**Task description**
Copy the records word for word, starting from their first line and stopping after the line that contains "box: [58, 319, 105, 469]", with both ends included. Leave the pictures out of your answer.

**Record set**
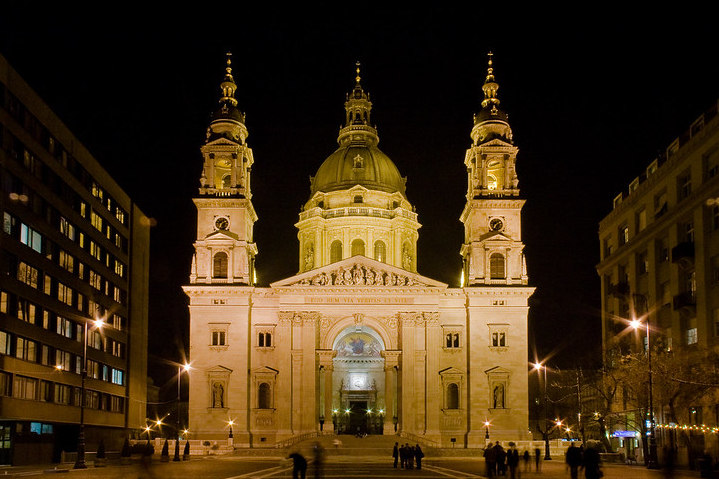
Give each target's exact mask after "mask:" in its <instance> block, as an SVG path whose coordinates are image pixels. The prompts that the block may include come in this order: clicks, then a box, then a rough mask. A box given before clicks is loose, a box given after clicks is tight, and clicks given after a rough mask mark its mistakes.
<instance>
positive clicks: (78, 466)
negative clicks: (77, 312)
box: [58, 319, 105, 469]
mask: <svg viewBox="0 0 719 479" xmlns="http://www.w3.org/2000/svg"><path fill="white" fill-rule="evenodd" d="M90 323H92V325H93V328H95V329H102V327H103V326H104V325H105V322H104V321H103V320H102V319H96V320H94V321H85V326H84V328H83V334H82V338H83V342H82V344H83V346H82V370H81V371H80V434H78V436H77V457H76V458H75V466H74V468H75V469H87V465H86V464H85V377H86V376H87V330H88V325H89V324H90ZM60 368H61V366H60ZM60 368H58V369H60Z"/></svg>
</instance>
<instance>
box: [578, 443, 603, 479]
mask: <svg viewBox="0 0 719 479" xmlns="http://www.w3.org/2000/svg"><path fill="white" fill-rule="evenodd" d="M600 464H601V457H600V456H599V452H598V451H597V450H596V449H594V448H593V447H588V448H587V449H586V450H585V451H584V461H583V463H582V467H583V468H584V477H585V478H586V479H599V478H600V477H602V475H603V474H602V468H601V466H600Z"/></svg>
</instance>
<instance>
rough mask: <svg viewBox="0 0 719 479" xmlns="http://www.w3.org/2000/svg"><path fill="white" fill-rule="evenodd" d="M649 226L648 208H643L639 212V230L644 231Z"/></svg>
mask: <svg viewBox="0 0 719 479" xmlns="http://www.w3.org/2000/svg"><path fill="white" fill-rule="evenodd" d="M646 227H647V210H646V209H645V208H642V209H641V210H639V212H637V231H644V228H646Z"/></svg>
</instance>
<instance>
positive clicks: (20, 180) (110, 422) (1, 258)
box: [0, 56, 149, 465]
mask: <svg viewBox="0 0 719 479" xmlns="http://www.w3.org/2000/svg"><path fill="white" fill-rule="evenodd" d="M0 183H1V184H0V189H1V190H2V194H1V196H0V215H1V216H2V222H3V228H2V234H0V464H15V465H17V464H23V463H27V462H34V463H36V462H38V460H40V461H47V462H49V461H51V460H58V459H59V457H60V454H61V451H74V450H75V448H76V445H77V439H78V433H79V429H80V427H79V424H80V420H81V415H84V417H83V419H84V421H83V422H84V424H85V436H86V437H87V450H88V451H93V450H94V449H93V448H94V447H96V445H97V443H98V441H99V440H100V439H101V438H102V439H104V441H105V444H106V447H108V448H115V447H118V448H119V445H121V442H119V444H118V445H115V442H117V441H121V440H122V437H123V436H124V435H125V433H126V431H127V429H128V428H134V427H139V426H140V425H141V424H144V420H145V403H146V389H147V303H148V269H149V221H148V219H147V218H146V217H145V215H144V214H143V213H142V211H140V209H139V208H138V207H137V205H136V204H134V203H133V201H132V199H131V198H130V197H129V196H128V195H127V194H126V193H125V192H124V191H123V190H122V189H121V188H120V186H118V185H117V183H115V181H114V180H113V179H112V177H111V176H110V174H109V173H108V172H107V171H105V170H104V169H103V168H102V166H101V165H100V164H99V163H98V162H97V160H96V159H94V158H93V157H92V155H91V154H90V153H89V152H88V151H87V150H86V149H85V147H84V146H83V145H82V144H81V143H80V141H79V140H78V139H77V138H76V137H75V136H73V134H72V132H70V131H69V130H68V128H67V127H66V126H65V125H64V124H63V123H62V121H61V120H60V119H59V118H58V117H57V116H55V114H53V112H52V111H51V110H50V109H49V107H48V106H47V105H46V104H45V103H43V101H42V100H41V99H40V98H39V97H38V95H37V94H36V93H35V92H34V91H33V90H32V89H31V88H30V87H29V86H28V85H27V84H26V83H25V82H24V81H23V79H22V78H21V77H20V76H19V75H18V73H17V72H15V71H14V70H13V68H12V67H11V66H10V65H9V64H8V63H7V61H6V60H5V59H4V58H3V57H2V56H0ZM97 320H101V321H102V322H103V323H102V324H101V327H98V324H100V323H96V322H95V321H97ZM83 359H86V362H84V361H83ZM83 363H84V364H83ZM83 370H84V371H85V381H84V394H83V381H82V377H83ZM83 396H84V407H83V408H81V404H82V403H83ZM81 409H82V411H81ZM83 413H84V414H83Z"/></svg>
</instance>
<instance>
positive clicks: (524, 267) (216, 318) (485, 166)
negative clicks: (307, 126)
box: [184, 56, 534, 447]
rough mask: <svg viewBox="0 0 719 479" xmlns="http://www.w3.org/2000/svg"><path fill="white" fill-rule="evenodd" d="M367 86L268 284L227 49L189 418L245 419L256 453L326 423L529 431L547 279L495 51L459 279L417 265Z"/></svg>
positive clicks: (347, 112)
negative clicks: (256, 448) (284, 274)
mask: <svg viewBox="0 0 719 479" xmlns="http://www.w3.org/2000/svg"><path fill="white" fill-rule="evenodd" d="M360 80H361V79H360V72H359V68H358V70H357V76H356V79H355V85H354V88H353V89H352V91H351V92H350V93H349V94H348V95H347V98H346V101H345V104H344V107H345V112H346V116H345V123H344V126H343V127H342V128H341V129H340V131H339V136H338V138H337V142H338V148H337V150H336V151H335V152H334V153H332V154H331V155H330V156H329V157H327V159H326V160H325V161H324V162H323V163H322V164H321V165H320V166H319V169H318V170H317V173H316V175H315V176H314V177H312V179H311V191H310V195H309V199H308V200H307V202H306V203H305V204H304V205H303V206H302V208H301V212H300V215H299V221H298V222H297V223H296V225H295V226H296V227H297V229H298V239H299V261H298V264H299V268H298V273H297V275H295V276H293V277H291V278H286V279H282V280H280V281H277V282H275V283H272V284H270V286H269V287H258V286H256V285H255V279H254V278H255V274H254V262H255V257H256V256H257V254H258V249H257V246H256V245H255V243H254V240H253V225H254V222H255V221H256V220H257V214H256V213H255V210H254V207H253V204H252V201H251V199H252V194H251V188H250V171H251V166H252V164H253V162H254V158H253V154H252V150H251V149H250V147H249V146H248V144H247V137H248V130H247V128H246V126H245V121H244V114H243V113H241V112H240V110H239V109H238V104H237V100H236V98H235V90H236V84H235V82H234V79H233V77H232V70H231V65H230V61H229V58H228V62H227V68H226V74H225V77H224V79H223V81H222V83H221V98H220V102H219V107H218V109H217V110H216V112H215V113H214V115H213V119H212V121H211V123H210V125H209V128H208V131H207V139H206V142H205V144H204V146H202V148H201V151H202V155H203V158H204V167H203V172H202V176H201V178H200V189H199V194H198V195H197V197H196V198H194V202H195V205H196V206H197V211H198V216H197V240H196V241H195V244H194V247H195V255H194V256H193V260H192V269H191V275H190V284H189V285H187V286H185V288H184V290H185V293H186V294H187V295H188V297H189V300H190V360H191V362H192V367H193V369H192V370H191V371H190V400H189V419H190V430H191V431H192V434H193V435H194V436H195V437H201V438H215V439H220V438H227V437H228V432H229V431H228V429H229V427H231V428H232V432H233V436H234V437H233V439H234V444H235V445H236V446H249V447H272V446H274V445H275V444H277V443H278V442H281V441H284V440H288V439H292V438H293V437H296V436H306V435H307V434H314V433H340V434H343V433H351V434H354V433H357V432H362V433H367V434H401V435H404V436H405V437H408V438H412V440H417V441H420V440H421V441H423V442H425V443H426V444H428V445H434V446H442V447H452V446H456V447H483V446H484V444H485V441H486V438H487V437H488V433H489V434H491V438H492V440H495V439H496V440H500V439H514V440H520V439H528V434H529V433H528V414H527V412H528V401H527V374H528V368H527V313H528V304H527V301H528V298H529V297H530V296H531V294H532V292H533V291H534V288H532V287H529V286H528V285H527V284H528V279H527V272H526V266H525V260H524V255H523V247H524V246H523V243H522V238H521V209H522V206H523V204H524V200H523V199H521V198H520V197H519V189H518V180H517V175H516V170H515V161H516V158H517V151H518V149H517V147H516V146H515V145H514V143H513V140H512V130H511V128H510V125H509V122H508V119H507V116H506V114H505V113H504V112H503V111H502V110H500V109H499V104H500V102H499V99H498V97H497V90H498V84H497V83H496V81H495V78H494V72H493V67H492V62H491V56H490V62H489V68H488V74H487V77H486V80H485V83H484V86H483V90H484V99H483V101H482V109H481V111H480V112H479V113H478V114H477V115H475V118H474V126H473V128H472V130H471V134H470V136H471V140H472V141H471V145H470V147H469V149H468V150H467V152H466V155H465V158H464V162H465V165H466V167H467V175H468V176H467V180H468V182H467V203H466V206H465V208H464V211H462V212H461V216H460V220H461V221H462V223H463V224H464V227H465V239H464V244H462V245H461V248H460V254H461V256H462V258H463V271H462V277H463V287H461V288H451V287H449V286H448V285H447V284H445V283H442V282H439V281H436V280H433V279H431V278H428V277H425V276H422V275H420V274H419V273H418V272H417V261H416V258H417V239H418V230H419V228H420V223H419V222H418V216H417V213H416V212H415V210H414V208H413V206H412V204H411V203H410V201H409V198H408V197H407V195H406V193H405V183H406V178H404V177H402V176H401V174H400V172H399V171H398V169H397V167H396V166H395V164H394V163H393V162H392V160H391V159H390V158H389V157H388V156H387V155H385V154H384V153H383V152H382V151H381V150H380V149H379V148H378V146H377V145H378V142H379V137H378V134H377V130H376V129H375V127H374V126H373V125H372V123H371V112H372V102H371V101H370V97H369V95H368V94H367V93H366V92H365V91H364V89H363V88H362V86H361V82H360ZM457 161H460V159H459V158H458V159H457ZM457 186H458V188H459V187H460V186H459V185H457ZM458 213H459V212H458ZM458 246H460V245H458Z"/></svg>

**Answer to the exercise**
Give each target's exact mask after "mask:" in its <instance> block, as an SVG path whose coordinates are image pixels. The prompts that the block may include come in this order: clicks, then a box, then a rough mask. A box given before clicks is loose, a box given after clicks is tight, and clicks given after a rough mask mark its mistakes.
<instance>
positive clicks: (78, 466)
negative clicks: (77, 312)
box: [58, 319, 105, 469]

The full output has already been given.